● **Exercise details**: Copy out the event listings word for word, from the Green Lantern Gallery entry through the note about the Drive By show.

● **Text section**:
Saturday, October 1st
Green Lantern Gallery, 1511 North Milwaukee Avenue, 2nd Floor, Chicago
Best Man – ongoing from 6-9pm
Green Lantern is a new apartment gallery in Wicker Park that is having a group show on the topic of marriage. I am performing a response to a number of paintings by Caroline Picard. Caroline’s work and my work are getting married and this is the wedding reception. I, as best man, will give a speech to the people who found time to share this very special day with us.

Thursday, October 6th
Early Adopters @ Three Arts Club, 1300 N. Dearborn, Chicago
Spin Cycle – 5:30-8pm
Adelheid Mers has put together a show to investigate the relationship between art and its audience. The show is up now consists of posters by a number of artists as well as larger works by Adelheid, Deb Sokolow, Industry of the Ordinary and Michael X. Ryan. During the opening, I will perform small, intimate oratories for any person who chooses to sit with me.
http://www.threearts.org/ (I think their website is down though.)
http://centerstage.net/music/clubs/three-arts.html

Also, a bit further down the road, on the first three Saturdays in November. I will be performing a car-based installation performance as part of the Drive By show at Links Hall.

● **Information shown**:
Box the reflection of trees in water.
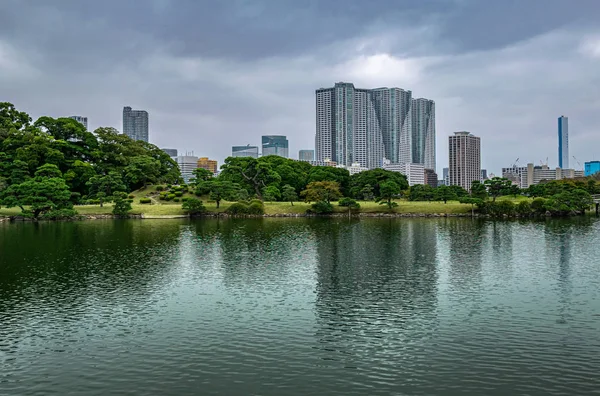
[313,219,437,364]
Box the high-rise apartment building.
[198,157,219,174]
[448,132,481,191]
[69,116,87,131]
[231,145,258,158]
[315,83,435,169]
[558,116,569,169]
[123,106,148,142]
[262,135,289,158]
[298,150,315,161]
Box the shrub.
[310,201,333,214]
[225,202,249,215]
[41,209,79,220]
[181,198,206,215]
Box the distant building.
[161,149,177,158]
[69,116,88,131]
[584,161,600,176]
[198,157,219,174]
[298,150,315,161]
[262,135,289,158]
[176,155,198,183]
[423,169,438,188]
[558,116,569,169]
[123,106,148,142]
[383,160,425,186]
[448,131,481,191]
[502,163,584,188]
[231,145,258,158]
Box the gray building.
[262,135,289,158]
[161,148,177,157]
[69,116,88,131]
[298,150,315,161]
[231,145,258,158]
[315,82,435,169]
[123,106,148,142]
[448,131,481,191]
[558,116,569,169]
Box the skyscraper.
[558,116,569,169]
[69,116,87,131]
[448,132,481,191]
[262,135,289,158]
[298,150,315,161]
[411,98,436,170]
[315,83,435,169]
[123,106,148,142]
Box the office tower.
[176,155,198,183]
[411,98,436,170]
[448,132,481,191]
[123,106,148,142]
[161,149,177,158]
[69,116,87,131]
[315,83,383,169]
[262,135,289,158]
[558,116,569,169]
[231,145,258,158]
[298,150,315,161]
[198,157,219,173]
[315,83,435,170]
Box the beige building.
[448,131,481,191]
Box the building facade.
[231,145,258,158]
[198,157,219,174]
[176,155,198,183]
[123,106,148,142]
[584,161,600,176]
[315,82,435,169]
[69,116,88,131]
[448,131,481,191]
[558,116,569,169]
[262,135,289,158]
[298,150,315,161]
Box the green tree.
[281,184,298,206]
[113,192,131,217]
[181,198,206,216]
[300,181,342,204]
[471,180,488,200]
[379,181,401,210]
[0,164,73,219]
[484,176,511,202]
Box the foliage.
[309,201,333,214]
[112,192,131,217]
[281,184,298,206]
[300,181,342,203]
[181,198,206,216]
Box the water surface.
[0,219,600,395]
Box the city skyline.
[0,0,600,174]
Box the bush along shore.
[0,103,600,221]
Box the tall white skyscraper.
[69,116,87,131]
[558,116,569,169]
[123,106,148,142]
[448,132,481,191]
[315,83,435,169]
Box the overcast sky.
[0,0,600,173]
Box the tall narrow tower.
[558,116,569,169]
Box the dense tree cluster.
[0,103,181,218]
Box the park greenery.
[0,103,600,219]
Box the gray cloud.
[0,0,600,172]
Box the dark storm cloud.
[0,0,600,170]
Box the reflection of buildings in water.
[313,219,437,361]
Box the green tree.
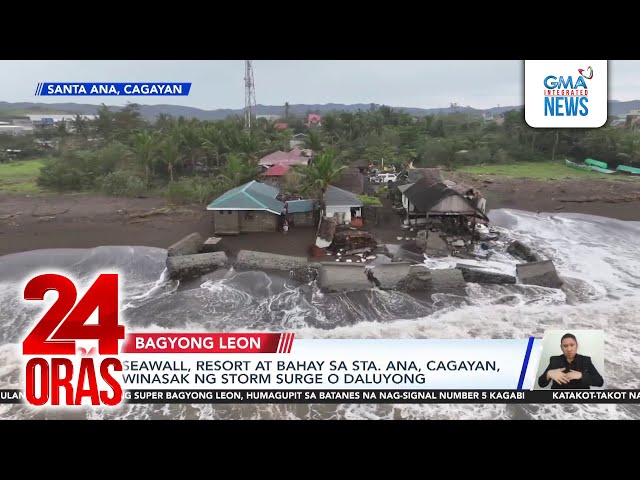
[301,150,347,216]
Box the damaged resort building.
[167,156,563,294]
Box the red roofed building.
[305,113,322,127]
[262,163,291,187]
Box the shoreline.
[0,172,640,257]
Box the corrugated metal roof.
[207,180,284,215]
[324,185,364,207]
[262,163,291,177]
[287,200,313,213]
[398,183,414,193]
[404,178,488,220]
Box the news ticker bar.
[0,390,640,404]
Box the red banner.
[121,332,295,353]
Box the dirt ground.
[0,172,640,256]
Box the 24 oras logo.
[22,273,125,406]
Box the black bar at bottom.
[0,390,640,404]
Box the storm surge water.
[0,210,640,419]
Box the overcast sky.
[0,60,640,110]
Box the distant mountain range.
[0,100,640,120]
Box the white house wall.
[326,205,362,223]
[429,195,474,214]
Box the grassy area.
[0,160,44,194]
[457,160,638,181]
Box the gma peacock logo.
[525,60,607,128]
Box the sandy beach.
[0,172,640,256]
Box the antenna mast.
[244,60,256,128]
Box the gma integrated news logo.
[524,60,608,128]
[22,273,125,406]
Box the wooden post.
[471,215,476,248]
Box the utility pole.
[244,60,256,128]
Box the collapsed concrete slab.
[234,250,319,282]
[367,262,411,290]
[167,232,204,257]
[456,264,517,285]
[397,265,433,292]
[507,240,540,262]
[431,268,467,292]
[167,252,229,279]
[317,262,378,292]
[516,260,564,288]
[201,237,223,253]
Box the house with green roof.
[207,180,284,235]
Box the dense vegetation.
[0,104,640,203]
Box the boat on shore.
[564,159,591,172]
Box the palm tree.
[302,150,347,218]
[130,130,157,187]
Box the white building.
[324,185,364,224]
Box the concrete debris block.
[456,264,516,285]
[431,268,466,292]
[397,264,432,292]
[235,250,309,272]
[317,263,373,292]
[167,252,229,279]
[427,235,448,252]
[507,240,537,262]
[516,260,564,288]
[289,262,320,283]
[201,237,222,253]
[368,262,411,290]
[167,232,204,257]
[416,230,429,252]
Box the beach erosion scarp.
[162,233,562,293]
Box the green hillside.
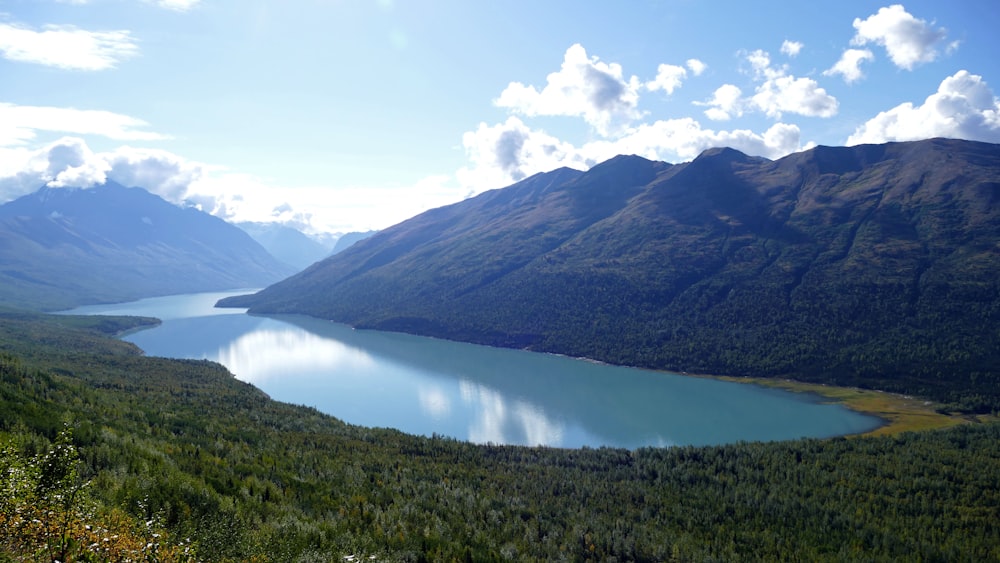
[221,139,1000,412]
[0,312,1000,562]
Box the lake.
[68,290,882,449]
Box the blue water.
[64,291,881,448]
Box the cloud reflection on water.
[458,379,565,446]
[212,328,375,385]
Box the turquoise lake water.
[66,291,881,448]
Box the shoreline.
[696,374,998,438]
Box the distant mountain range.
[330,231,378,254]
[0,182,295,310]
[227,139,1000,410]
[234,222,332,270]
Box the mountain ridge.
[224,139,1000,410]
[0,182,294,310]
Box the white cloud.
[684,59,708,76]
[456,117,592,194]
[847,70,1000,145]
[0,23,139,70]
[456,117,803,195]
[0,137,462,233]
[494,44,642,135]
[0,102,169,146]
[781,39,803,57]
[145,0,201,12]
[823,49,875,84]
[696,84,744,121]
[646,64,687,94]
[747,50,838,119]
[851,4,954,70]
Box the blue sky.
[0,0,1000,232]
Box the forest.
[0,312,1000,562]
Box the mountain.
[0,182,294,310]
[226,139,1000,410]
[234,222,330,270]
[330,231,378,254]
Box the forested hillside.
[226,139,1000,411]
[0,313,1000,561]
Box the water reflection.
[458,379,564,446]
[64,294,878,448]
[216,328,374,386]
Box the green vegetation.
[0,313,1000,561]
[229,139,1000,413]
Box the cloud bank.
[0,23,139,71]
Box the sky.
[0,0,1000,233]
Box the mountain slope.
[225,139,1000,409]
[235,222,330,270]
[0,182,294,309]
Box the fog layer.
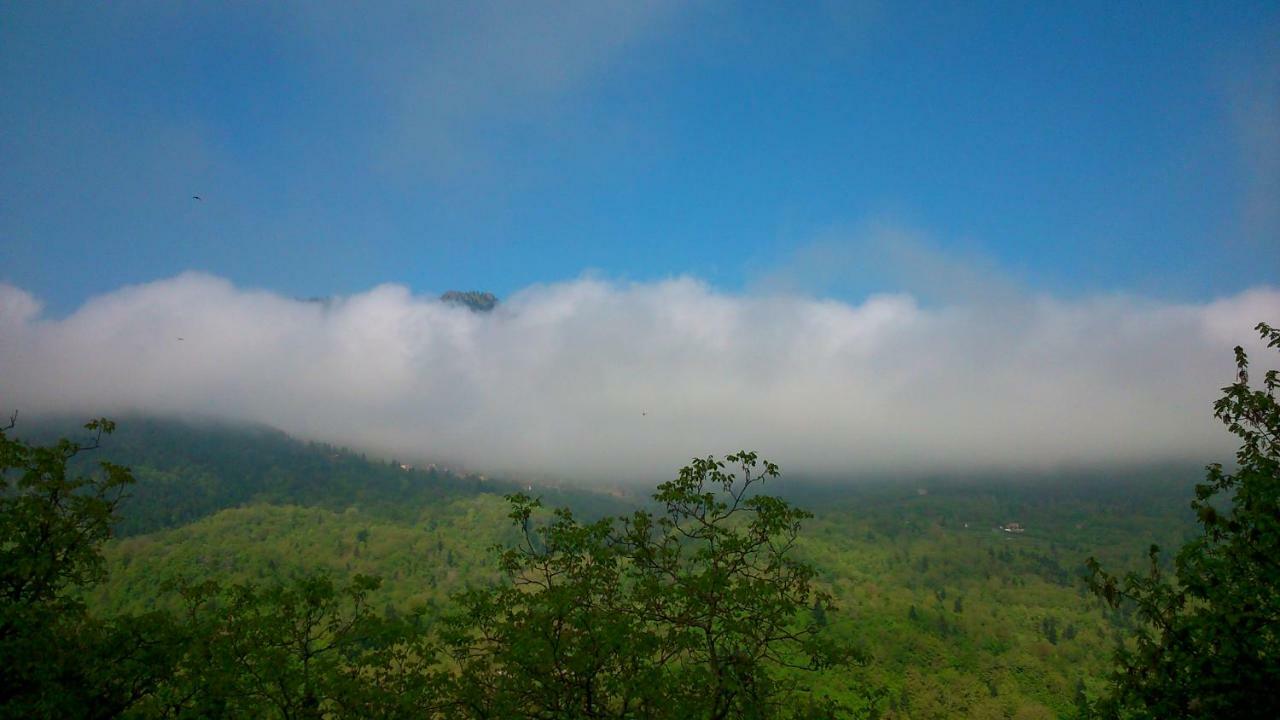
[0,274,1280,482]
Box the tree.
[0,416,173,717]
[1088,323,1280,719]
[447,452,855,719]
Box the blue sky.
[0,0,1280,479]
[0,1,1280,314]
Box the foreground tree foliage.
[1089,324,1280,719]
[0,420,856,720]
[447,452,854,719]
[0,419,179,717]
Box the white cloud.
[0,274,1280,480]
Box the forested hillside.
[17,419,1194,719]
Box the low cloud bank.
[0,274,1280,482]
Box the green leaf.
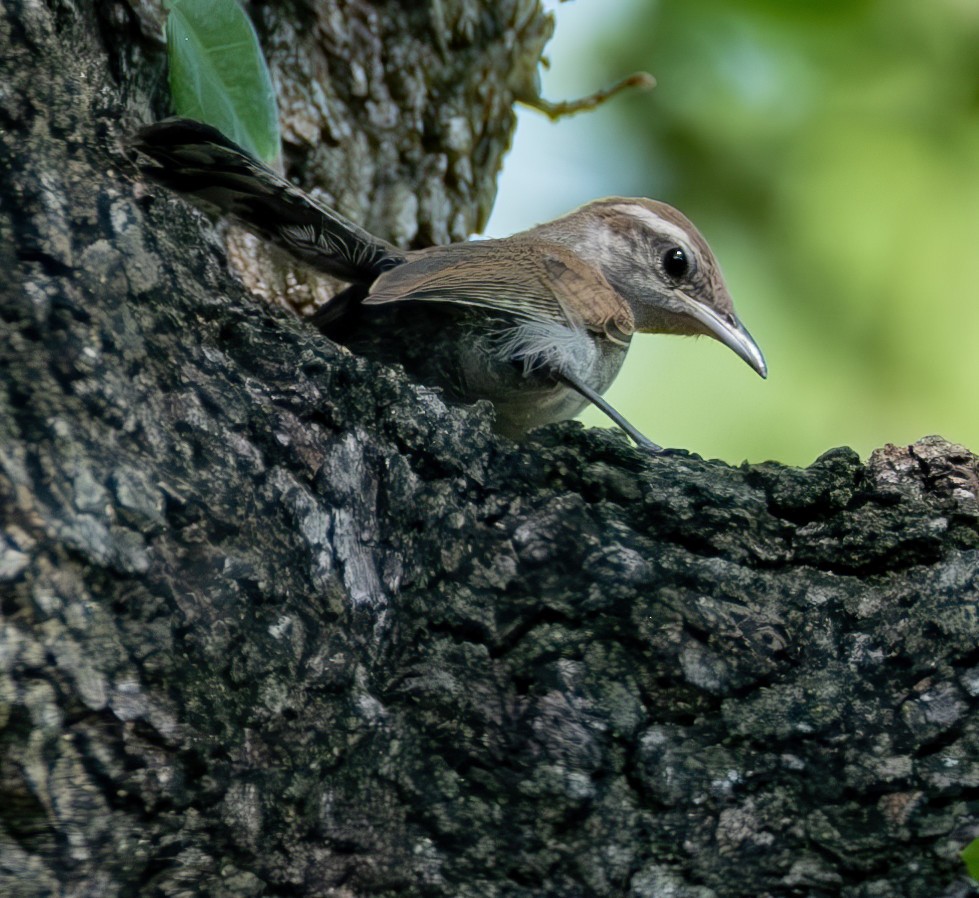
[961,839,979,880]
[164,0,279,162]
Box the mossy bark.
[0,0,979,898]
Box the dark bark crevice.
[0,0,979,898]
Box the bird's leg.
[553,371,663,452]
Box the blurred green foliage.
[557,0,979,464]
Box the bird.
[128,118,768,452]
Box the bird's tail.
[129,118,404,284]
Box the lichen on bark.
[0,0,979,898]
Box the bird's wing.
[364,238,635,343]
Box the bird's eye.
[663,246,690,279]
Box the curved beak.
[674,290,768,377]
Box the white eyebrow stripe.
[612,203,691,250]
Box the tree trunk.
[0,0,979,898]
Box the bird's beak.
[674,290,768,377]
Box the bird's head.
[535,197,768,377]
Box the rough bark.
[0,0,979,898]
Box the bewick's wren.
[131,119,767,449]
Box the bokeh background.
[487,0,979,465]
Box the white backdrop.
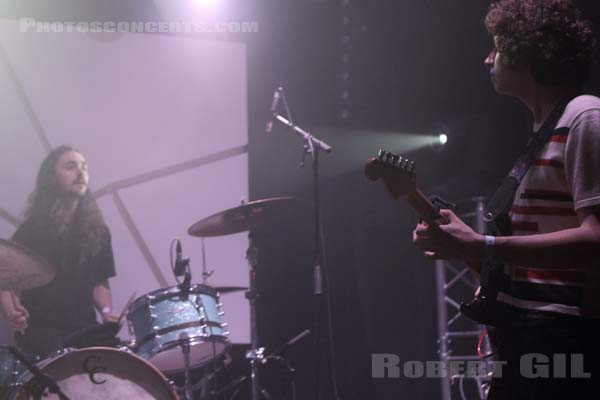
[0,19,250,343]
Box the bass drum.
[6,347,178,400]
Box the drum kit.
[0,197,296,400]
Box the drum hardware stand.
[266,87,337,400]
[179,332,193,400]
[212,329,310,400]
[8,346,69,400]
[200,237,215,285]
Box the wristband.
[483,235,496,263]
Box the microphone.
[174,239,185,276]
[265,86,283,133]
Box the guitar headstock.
[365,150,416,199]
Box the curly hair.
[485,0,596,88]
[25,146,107,256]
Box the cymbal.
[0,239,56,290]
[188,197,298,237]
[213,286,248,294]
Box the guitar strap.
[480,97,572,288]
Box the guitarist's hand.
[413,210,485,263]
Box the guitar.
[365,150,510,326]
[365,150,448,225]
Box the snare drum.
[127,285,229,374]
[6,347,178,400]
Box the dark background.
[0,0,598,400]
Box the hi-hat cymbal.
[188,197,298,237]
[0,239,56,290]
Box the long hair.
[485,0,596,88]
[25,146,106,254]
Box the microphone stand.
[8,346,69,400]
[272,87,333,400]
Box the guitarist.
[413,0,600,400]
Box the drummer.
[0,146,118,356]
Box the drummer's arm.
[0,290,29,332]
[94,280,119,322]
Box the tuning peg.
[385,151,394,164]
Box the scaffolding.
[435,197,490,400]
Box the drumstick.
[117,292,137,327]
[8,290,27,335]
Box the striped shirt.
[498,95,600,316]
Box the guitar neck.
[406,188,447,225]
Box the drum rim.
[137,335,231,375]
[136,320,227,348]
[127,283,219,314]
[1,346,179,400]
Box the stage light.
[193,0,218,7]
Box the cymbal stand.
[200,237,215,285]
[246,232,266,400]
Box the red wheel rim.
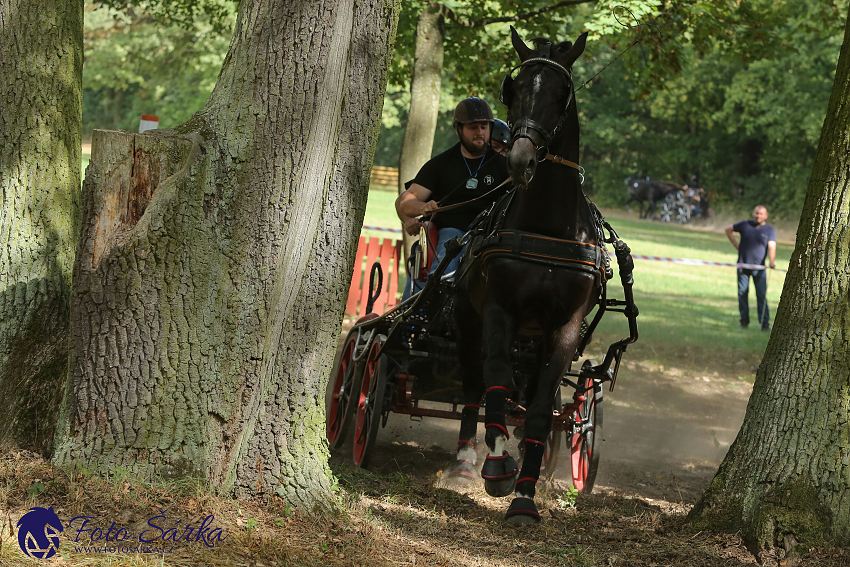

● **Completed task**:
Saturday, October 1st
Green Lantern Gallery, 1511 North Milwaukee Avenue, 2nd Floor, Chicago
Best Man – ongoing from 6-9pm
Green Lantern is a new apartment gallery in Wicker Park that is having a group show on the topic of marriage. I am performing a response to a number of paintings by Caroline Picard. Caroline’s work and my work are getting married and this is the wedding reception. I, as best man, will give a speech to the people who found time to share this very special day with us.

Thursday, October 6th
Early Adopters @ Three Arts Club, 1300 N. Dearborn, Chicago
Spin Cycle – 5:30-8pm
Adelheid Mers has put together a show to investigate the relationship between art and its audience. The show is up now consists of posters by a number of artists as well as larger works by Adelheid, Deb Sokolow, Industry of the Ordinary and Michael X. Ryan. During the opening, I will perform small, intimate oratories for any person who chooses to sit with me.
http://www.threearts.org/ (I think their website is down though.)
http://centerstage.net/music/clubs/three-arts.html

Also, a bit further down the road, on the first three Saturdays in November. I will be performing a car-based installation performance as part of the Drive By show at Links Hall.